==== DATA

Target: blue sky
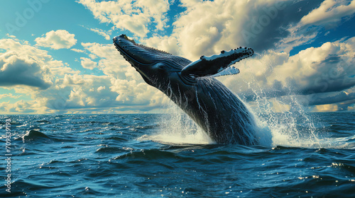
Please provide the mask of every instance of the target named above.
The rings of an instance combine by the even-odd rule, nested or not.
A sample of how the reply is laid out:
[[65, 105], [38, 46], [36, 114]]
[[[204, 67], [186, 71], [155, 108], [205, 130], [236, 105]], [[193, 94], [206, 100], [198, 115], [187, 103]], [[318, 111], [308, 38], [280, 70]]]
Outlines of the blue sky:
[[[21, 4], [19, 3], [21, 2]], [[163, 112], [112, 45], [122, 33], [192, 61], [256, 54], [219, 77], [251, 107], [355, 110], [355, 1], [2, 1], [0, 113]], [[259, 97], [256, 97], [259, 96]]]

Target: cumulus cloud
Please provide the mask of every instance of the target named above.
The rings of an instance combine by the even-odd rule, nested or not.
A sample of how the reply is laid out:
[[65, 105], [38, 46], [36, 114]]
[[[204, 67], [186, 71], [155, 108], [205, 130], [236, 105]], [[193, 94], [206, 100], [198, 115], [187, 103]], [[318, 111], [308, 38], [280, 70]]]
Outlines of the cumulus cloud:
[[346, 109], [355, 99], [354, 47], [355, 37], [351, 37], [293, 56], [269, 50], [236, 64], [241, 70], [238, 76], [220, 79], [248, 101], [261, 97], [290, 103], [286, 96], [297, 95], [305, 105], [336, 104], [338, 110]]
[[88, 69], [94, 69], [97, 66], [97, 63], [90, 59], [81, 57], [80, 59], [82, 67]]
[[111, 40], [111, 34], [112, 33], [112, 30], [109, 30], [108, 31], [103, 30], [100, 28], [89, 28], [84, 27], [82, 25], [83, 28], [85, 28], [87, 30], [89, 30], [90, 31], [92, 31], [95, 33], [97, 33], [99, 35], [103, 36], [106, 40]]
[[316, 25], [334, 26], [342, 18], [352, 16], [355, 13], [355, 1], [325, 0], [320, 7], [312, 10], [301, 18], [303, 25]]
[[12, 93], [0, 94], [0, 99], [5, 98], [11, 98], [17, 99], [20, 97], [21, 97], [21, 95], [13, 95]]
[[73, 74], [72, 69], [55, 60], [47, 51], [14, 39], [0, 40], [0, 86], [26, 85], [40, 89], [53, 84], [53, 76]]
[[75, 49], [75, 48], [70, 49], [70, 50], [74, 51], [75, 52], [78, 52], [78, 53], [84, 53], [84, 52], [85, 52], [84, 50], [80, 50], [80, 49]]
[[26, 85], [42, 89], [48, 88], [52, 82], [46, 73], [35, 60], [18, 57], [14, 52], [0, 55], [0, 86]]
[[74, 34], [65, 30], [52, 30], [45, 33], [45, 37], [37, 37], [35, 41], [39, 46], [50, 47], [54, 50], [69, 49], [77, 43]]
[[116, 28], [127, 30], [143, 37], [150, 32], [148, 25], [155, 24], [156, 30], [163, 30], [166, 25], [168, 0], [124, 0], [100, 1], [78, 0], [89, 9], [95, 18], [102, 23], [112, 23]]

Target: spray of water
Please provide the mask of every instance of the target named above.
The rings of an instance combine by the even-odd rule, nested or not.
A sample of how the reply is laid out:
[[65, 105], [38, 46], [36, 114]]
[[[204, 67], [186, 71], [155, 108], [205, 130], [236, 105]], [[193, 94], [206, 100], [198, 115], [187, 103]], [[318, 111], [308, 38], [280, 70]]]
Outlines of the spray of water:
[[[265, 62], [262, 64], [268, 66], [268, 69], [272, 69], [271, 63]], [[264, 88], [253, 76], [250, 76], [248, 84], [248, 88], [255, 95], [253, 107], [250, 109], [253, 110], [256, 117], [258, 124], [256, 132], [260, 137], [261, 144], [271, 146], [324, 147], [316, 132], [312, 118], [304, 110], [297, 95], [293, 93], [292, 88], [286, 88], [288, 89], [286, 95], [270, 99]], [[271, 91], [270, 89], [268, 91]], [[276, 112], [276, 110], [285, 109], [285, 107], [289, 109]], [[271, 141], [268, 140], [270, 136]]]
[[[272, 69], [271, 63], [262, 64]], [[253, 76], [249, 76], [248, 84], [255, 98], [253, 102], [245, 105], [254, 117], [256, 125], [253, 131], [260, 144], [266, 146], [334, 148], [334, 140], [321, 137], [320, 131], [314, 124], [314, 117], [304, 110], [292, 88], [288, 88], [286, 95], [270, 99], [264, 87]], [[239, 96], [243, 99], [242, 95]], [[289, 107], [289, 109], [282, 112], [275, 110], [285, 107]], [[160, 129], [145, 139], [178, 145], [215, 143], [174, 103], [168, 102], [166, 107], [170, 113], [161, 117], [159, 122], [163, 124]], [[339, 140], [337, 142], [339, 143]], [[336, 147], [343, 147], [344, 144], [338, 146]]]
[[165, 105], [168, 114], [160, 117], [160, 127], [146, 139], [173, 145], [211, 144], [215, 142], [178, 105], [170, 100]]

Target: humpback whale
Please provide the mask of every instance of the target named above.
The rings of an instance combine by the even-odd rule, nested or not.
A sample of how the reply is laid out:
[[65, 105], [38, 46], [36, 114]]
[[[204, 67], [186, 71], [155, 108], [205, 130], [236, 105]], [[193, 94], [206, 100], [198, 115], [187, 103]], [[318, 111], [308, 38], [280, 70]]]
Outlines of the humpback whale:
[[232, 64], [253, 54], [238, 47], [191, 62], [136, 43], [125, 35], [114, 38], [124, 58], [143, 79], [176, 103], [217, 144], [258, 143], [255, 122], [245, 105], [214, 77], [236, 74]]

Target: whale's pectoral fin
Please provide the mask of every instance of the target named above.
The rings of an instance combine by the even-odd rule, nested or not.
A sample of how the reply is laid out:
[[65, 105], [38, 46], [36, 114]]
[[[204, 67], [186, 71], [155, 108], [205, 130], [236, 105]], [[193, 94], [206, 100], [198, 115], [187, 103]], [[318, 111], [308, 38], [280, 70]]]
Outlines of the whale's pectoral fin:
[[236, 62], [251, 57], [254, 51], [251, 48], [239, 47], [229, 52], [222, 51], [221, 54], [211, 57], [202, 56], [199, 60], [184, 67], [181, 74], [195, 77], [236, 74], [239, 73], [239, 70], [235, 67], [224, 70]]

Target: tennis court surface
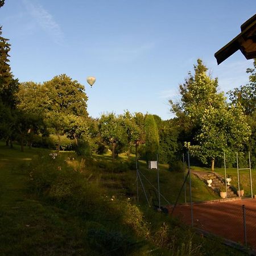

========

▶ _SHORT PROBLEM_
Rewrite all the rows above with "Outlines of the" replaced by "Polygons for the" everywhere it appears, changing nothing else. Omit the pictures from your output.

▶ _TASK RESULT_
Target: blue sky
Please provide the mask of every instance of the target named above.
The rings of an instance combine by the even-odd rule, nested or not.
A sample of how the reply is laid out:
[[65, 105], [38, 46], [36, 114]]
[[[204, 67], [186, 71], [155, 108], [205, 130], [236, 105]], [[193, 94], [206, 100], [198, 115], [187, 103]], [[318, 111], [308, 38], [280, 70]]]
Polygons for the blue sky:
[[[21, 4], [19, 3], [21, 2]], [[163, 112], [112, 45], [122, 33], [192, 61], [256, 54], [219, 77], [251, 107], [355, 110], [355, 1], [2, 1], [0, 113]], [[259, 97], [256, 97], [259, 96]]]

Target: cumulus cloud
Please provide the mask of every instance of the target named above.
The rings of an instance combine by the even-odd rule, nested or not.
A sample of how the reply is laid out:
[[65, 105], [38, 46], [36, 114]]
[[[204, 67], [186, 71], [155, 108], [205, 130], [236, 105]], [[193, 94], [206, 100], [198, 115], [187, 103]], [[318, 111], [308, 38], [280, 70]]]
Polygons for the cumulus cloud:
[[346, 109], [355, 99], [354, 47], [355, 37], [351, 37], [293, 56], [269, 50], [236, 64], [241, 70], [238, 76], [220, 79], [248, 101], [261, 97], [290, 103], [286, 96], [297, 95], [305, 105], [336, 104], [338, 110]]
[[88, 69], [94, 69], [97, 66], [97, 63], [90, 59], [81, 57], [80, 59], [82, 67]]
[[111, 40], [111, 34], [112, 33], [112, 30], [109, 30], [108, 31], [103, 30], [100, 28], [89, 28], [84, 27], [82, 25], [83, 28], [85, 28], [87, 30], [89, 30], [90, 31], [92, 31], [95, 33], [97, 33], [99, 35], [103, 36], [106, 40]]
[[316, 25], [334, 26], [342, 18], [352, 16], [355, 13], [355, 1], [325, 0], [320, 7], [312, 10], [301, 18], [303, 25]]
[[12, 93], [0, 94], [0, 99], [5, 98], [11, 98], [17, 99], [20, 97], [21, 97], [21, 95], [13, 95]]
[[73, 74], [72, 69], [55, 60], [47, 51], [14, 39], [0, 40], [0, 86], [26, 85], [40, 89], [53, 84], [53, 76]]
[[75, 49], [75, 48], [70, 49], [70, 50], [74, 51], [75, 52], [78, 52], [78, 53], [84, 53], [84, 52], [85, 52], [84, 50], [80, 50], [80, 49]]
[[26, 85], [42, 89], [48, 88], [52, 82], [46, 73], [35, 60], [18, 57], [14, 52], [0, 55], [0, 86]]
[[74, 34], [65, 30], [52, 30], [45, 33], [45, 37], [37, 37], [35, 41], [39, 46], [50, 47], [54, 50], [69, 49], [77, 43]]
[[116, 28], [127, 30], [143, 37], [150, 32], [148, 25], [155, 24], [156, 30], [163, 30], [166, 25], [168, 0], [124, 0], [100, 1], [78, 0], [89, 9], [95, 18], [102, 23], [112, 23]]

Target: spray of water
Please provide the mask of every instance of the target named above.
The rings of an instance combine by the even-odd rule, nested or not.
A sample of how the reply is laid out:
[[65, 105], [38, 46], [36, 114]]
[[[204, 67], [186, 71], [155, 108], [205, 130], [236, 105]], [[193, 94], [206, 100], [198, 115], [187, 103]], [[318, 111], [308, 38], [280, 70]]]
Polygons for the spray of water:
[[[265, 62], [262, 64], [268, 66], [268, 69], [272, 69], [271, 63]], [[264, 88], [253, 76], [250, 76], [248, 84], [248, 88], [255, 95], [253, 107], [250, 109], [253, 110], [256, 117], [258, 124], [256, 132], [260, 137], [261, 144], [271, 146], [324, 147], [316, 132], [312, 118], [304, 110], [297, 95], [293, 93], [292, 88], [286, 88], [288, 89], [286, 95], [270, 99]], [[271, 91], [270, 89], [268, 91]], [[276, 112], [276, 110], [285, 109], [285, 107], [289, 109]], [[271, 141], [268, 140], [270, 136]]]
[[[272, 69], [271, 63], [262, 64]], [[253, 76], [249, 76], [248, 84], [255, 98], [253, 102], [245, 105], [254, 117], [256, 125], [253, 131], [260, 144], [266, 146], [334, 148], [334, 140], [321, 137], [320, 131], [314, 124], [314, 117], [304, 110], [292, 88], [288, 88], [286, 95], [270, 99], [264, 87]], [[239, 96], [243, 99], [242, 95]], [[289, 107], [289, 109], [282, 112], [275, 110], [285, 107]], [[160, 129], [145, 139], [178, 145], [215, 143], [174, 103], [168, 102], [166, 107], [170, 113], [161, 117], [159, 122], [163, 124]], [[339, 140], [337, 142], [339, 143]], [[336, 147], [343, 147], [344, 144], [338, 146]]]
[[165, 105], [168, 114], [160, 117], [160, 127], [146, 139], [173, 145], [211, 144], [215, 142], [178, 105], [170, 100]]

Target: humpback whale
Please provide the mask of every instance of the target named above.
The rings of an instance combine by the even-odd rule, nested or not.
A sample of how the reply is laid out:
[[65, 105], [38, 46], [36, 114]]
[[[204, 67], [186, 71], [155, 108], [205, 130], [236, 105]], [[193, 94], [206, 100], [198, 115], [187, 103]], [[318, 111], [308, 38], [280, 70]]]
Polygons for the humpback whale:
[[232, 64], [253, 54], [238, 47], [191, 62], [136, 43], [125, 35], [114, 38], [124, 58], [143, 79], [176, 103], [217, 144], [258, 143], [255, 122], [245, 105], [214, 77], [236, 74]]

Target: whale's pectoral fin
Please provide the mask of every instance of the target named above.
The rings of an instance combine by the even-odd rule, nested or not.
A sample of how the reply is laid out:
[[65, 105], [38, 46], [36, 114]]
[[[204, 67], [186, 71], [155, 108], [205, 130], [236, 105]], [[193, 94], [206, 100], [198, 115], [187, 103]], [[318, 111], [308, 38], [280, 70]]]
Polygons for the whale's pectoral fin:
[[236, 62], [251, 57], [254, 51], [251, 48], [239, 47], [229, 52], [222, 51], [221, 54], [211, 57], [202, 56], [199, 60], [184, 67], [181, 74], [195, 77], [236, 74], [239, 73], [239, 70], [235, 67], [224, 70]]

Target: tennis court surface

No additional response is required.